» **To be done**
Can you update the lines between the one holding "point: rock pedestal" and the one holding "column 413, row 569", inclusive, by rewriting them with "thickest part" changed to "widest part" and nothing else altered?

:: Given records

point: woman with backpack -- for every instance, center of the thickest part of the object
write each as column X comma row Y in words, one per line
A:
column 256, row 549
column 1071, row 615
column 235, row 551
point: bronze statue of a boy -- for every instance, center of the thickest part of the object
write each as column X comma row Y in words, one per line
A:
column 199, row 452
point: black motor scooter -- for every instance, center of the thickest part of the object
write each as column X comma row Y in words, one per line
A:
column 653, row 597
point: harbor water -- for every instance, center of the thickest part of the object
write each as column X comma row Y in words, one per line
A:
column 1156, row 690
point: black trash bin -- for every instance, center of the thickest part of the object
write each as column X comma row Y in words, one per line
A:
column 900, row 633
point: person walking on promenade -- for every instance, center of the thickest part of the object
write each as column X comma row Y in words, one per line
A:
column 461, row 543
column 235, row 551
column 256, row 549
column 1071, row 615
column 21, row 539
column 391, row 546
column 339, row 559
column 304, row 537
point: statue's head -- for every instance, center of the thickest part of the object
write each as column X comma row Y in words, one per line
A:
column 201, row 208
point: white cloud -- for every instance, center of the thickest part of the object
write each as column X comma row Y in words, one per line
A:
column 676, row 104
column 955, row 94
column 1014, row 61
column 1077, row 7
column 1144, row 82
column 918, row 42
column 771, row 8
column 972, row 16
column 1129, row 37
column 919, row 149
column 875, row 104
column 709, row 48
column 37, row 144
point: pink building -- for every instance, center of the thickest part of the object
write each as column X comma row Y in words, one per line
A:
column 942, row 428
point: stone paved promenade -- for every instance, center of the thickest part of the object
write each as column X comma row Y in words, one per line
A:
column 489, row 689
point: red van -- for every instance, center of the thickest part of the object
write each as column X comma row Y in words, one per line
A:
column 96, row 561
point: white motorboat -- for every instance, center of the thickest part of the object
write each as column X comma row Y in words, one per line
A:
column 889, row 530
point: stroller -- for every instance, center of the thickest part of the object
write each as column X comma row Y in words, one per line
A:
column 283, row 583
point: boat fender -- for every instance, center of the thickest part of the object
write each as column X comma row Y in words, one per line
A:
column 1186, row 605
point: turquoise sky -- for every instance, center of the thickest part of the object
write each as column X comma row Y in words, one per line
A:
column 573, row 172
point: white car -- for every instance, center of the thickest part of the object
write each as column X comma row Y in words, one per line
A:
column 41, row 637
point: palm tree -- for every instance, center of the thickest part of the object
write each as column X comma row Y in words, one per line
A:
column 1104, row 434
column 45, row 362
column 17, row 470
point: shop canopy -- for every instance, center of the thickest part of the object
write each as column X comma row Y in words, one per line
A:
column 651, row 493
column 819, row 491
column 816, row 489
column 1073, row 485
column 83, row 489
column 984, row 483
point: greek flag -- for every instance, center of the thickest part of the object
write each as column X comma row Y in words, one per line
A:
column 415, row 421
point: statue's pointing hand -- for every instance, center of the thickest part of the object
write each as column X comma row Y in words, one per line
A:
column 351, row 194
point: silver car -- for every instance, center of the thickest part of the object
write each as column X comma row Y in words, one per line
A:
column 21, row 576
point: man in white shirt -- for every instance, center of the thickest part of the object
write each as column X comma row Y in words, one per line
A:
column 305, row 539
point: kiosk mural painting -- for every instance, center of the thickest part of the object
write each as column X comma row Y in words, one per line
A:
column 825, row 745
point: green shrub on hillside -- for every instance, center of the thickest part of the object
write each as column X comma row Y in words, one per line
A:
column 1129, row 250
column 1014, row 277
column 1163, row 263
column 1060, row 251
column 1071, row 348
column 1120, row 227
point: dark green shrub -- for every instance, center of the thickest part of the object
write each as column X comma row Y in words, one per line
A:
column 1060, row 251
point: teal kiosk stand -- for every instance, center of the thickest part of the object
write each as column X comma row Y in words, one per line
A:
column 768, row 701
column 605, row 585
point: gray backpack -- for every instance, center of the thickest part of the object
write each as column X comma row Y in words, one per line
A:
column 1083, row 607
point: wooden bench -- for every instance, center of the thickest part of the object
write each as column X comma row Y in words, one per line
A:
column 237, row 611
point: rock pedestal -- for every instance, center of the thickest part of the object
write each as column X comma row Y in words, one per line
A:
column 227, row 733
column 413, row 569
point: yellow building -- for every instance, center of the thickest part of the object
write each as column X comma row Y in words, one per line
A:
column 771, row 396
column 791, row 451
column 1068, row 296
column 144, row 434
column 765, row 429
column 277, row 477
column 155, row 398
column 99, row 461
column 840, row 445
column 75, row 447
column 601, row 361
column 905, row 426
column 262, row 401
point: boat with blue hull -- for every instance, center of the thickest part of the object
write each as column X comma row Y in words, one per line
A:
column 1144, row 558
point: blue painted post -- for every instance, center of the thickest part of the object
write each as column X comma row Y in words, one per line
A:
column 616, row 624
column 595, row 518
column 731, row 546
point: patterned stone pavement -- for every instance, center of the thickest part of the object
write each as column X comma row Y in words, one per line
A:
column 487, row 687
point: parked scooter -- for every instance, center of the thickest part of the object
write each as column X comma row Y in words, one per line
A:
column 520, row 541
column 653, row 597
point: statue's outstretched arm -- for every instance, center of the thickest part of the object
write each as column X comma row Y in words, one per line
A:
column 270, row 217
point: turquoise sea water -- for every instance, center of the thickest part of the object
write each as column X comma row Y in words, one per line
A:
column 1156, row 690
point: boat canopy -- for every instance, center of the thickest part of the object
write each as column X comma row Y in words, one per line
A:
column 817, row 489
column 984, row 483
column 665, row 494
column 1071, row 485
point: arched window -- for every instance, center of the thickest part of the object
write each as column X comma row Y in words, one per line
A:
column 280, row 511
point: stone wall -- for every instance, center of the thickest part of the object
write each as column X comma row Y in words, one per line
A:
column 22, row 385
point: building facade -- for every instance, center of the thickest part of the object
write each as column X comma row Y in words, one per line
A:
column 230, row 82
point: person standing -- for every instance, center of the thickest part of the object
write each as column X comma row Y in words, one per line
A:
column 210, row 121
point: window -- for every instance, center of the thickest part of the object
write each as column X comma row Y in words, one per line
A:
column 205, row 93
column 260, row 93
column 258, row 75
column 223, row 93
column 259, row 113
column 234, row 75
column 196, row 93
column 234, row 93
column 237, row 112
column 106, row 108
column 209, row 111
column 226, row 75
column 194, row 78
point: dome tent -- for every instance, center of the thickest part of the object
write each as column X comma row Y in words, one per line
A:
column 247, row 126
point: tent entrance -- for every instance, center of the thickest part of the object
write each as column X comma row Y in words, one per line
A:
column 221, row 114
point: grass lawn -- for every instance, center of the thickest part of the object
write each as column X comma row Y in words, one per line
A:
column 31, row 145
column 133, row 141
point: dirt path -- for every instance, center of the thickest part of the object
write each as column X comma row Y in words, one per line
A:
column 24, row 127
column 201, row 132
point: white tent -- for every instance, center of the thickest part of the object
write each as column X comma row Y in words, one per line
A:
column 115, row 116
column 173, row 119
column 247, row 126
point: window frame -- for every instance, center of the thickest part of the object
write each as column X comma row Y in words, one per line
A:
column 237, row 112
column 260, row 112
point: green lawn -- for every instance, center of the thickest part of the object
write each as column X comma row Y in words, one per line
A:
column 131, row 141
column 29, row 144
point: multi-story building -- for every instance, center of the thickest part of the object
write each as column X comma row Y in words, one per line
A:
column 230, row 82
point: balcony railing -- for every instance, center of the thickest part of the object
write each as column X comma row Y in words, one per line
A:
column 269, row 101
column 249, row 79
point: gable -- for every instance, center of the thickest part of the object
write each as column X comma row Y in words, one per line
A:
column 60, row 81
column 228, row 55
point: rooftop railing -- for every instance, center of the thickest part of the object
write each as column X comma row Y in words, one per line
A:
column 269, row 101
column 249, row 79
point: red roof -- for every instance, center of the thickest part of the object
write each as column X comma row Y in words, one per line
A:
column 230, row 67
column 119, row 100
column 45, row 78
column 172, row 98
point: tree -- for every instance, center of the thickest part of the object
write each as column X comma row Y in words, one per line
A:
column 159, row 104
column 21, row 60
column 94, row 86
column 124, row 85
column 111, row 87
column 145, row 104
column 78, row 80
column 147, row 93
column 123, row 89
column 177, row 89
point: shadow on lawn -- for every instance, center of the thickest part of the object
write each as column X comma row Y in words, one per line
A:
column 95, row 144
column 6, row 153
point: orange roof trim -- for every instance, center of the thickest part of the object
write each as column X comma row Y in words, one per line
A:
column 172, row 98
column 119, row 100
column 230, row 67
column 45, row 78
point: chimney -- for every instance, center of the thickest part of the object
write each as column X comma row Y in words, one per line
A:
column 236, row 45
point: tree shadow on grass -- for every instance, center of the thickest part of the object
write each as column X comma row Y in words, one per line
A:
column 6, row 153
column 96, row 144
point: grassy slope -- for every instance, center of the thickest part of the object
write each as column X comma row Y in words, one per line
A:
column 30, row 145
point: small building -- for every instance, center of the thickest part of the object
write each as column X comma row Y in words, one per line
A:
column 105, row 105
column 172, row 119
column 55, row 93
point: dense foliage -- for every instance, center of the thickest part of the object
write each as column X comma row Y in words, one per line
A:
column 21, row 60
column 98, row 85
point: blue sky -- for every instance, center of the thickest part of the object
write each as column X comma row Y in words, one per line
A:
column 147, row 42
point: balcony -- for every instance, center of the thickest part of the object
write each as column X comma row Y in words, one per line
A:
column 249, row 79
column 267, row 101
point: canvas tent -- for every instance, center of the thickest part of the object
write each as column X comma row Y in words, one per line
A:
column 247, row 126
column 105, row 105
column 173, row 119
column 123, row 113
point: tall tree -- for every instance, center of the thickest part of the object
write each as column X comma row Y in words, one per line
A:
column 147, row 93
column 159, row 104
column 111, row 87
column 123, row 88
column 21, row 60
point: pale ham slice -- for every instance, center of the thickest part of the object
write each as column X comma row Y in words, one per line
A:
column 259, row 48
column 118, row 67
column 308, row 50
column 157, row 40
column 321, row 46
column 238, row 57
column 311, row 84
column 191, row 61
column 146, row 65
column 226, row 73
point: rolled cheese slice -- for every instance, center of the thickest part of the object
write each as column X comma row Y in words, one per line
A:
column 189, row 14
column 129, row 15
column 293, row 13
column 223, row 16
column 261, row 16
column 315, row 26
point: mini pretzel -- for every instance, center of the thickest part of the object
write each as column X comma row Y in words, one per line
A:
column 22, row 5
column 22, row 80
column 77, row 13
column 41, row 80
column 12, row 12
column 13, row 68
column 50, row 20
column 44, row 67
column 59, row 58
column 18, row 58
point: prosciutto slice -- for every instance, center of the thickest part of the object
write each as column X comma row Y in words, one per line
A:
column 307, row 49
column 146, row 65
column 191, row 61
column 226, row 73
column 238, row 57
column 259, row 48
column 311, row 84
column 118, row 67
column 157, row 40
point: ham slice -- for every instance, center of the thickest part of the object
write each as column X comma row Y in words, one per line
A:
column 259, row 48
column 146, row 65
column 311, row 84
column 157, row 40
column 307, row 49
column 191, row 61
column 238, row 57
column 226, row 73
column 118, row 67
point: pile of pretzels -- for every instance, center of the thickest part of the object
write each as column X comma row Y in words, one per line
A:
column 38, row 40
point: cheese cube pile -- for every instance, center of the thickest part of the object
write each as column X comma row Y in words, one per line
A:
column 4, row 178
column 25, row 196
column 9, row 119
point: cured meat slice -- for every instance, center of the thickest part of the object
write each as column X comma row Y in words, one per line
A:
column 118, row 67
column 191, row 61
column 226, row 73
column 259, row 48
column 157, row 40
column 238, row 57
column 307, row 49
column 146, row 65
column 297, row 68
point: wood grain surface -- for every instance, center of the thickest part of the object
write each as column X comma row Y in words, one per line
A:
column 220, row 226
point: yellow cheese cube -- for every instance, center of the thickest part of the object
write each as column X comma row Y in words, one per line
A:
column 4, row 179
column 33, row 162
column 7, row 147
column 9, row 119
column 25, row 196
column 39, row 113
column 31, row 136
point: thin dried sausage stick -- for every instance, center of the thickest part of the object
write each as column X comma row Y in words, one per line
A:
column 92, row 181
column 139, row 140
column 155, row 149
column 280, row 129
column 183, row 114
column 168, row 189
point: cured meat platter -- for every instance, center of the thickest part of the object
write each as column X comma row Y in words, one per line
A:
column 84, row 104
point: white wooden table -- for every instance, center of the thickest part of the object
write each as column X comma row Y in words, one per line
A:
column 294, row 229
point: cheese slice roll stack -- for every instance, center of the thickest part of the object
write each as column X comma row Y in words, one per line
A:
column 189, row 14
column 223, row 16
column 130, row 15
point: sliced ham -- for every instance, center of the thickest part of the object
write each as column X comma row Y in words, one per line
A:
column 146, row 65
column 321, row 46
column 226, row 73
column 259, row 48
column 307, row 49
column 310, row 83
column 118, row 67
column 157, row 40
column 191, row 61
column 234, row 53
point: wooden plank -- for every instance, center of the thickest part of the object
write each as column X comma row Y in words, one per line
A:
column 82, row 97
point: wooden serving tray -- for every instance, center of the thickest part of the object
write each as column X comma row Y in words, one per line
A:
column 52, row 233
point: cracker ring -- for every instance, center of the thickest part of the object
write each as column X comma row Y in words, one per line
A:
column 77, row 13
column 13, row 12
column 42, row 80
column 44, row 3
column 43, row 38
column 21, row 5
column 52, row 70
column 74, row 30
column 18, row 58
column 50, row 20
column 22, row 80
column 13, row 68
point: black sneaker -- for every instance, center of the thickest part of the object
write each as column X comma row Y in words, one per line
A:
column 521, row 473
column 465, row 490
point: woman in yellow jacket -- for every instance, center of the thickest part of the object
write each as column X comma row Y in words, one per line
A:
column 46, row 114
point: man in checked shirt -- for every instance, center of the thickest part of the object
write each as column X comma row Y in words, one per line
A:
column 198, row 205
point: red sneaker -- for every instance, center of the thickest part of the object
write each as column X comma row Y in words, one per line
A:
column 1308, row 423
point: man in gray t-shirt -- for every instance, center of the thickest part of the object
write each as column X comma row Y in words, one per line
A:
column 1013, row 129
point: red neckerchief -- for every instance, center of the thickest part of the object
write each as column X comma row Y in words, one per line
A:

::::

» **Exercise output**
point: rock pedestal -- for every instance, center of the widest part of the object
write each as column X comma row Y in words, one per line
A:
column 227, row 733
column 413, row 569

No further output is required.